Which lines have the string "short"? Copy all of them from the entries below.

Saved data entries
══════

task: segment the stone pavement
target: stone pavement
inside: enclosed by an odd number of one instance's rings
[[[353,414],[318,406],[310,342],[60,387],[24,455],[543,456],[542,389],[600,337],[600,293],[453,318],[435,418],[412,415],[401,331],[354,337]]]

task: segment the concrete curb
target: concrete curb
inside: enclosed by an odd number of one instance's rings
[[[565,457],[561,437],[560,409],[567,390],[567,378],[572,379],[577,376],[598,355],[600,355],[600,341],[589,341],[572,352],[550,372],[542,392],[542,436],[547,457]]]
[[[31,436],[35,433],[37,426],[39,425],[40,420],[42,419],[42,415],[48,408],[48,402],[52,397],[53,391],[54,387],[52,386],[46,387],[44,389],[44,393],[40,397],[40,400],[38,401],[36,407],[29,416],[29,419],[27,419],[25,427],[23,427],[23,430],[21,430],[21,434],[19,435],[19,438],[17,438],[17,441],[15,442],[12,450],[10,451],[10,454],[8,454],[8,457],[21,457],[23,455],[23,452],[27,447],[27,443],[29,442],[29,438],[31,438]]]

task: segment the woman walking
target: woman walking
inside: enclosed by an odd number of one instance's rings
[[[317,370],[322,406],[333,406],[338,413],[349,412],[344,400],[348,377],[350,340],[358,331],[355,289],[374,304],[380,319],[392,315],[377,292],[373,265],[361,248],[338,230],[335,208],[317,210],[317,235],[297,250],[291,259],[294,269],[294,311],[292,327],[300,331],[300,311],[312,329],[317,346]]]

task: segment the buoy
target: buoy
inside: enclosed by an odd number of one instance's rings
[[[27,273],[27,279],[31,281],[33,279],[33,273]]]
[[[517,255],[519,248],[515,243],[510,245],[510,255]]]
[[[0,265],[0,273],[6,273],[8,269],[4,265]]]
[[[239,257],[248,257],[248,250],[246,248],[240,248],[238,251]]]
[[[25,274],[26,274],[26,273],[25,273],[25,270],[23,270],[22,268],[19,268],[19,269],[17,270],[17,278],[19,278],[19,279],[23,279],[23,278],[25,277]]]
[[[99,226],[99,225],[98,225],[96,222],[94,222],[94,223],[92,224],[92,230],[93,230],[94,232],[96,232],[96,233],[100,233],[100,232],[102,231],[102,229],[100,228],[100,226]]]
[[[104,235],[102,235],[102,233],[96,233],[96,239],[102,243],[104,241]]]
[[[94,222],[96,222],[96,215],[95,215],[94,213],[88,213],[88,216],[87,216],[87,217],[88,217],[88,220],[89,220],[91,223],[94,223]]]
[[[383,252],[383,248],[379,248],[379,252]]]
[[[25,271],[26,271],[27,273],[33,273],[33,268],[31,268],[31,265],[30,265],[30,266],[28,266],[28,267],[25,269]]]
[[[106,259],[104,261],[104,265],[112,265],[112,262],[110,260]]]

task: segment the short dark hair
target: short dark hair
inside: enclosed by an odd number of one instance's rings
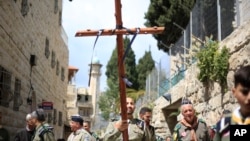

══════

### [Answer section]
task: segment the short dark hair
target: short dark hair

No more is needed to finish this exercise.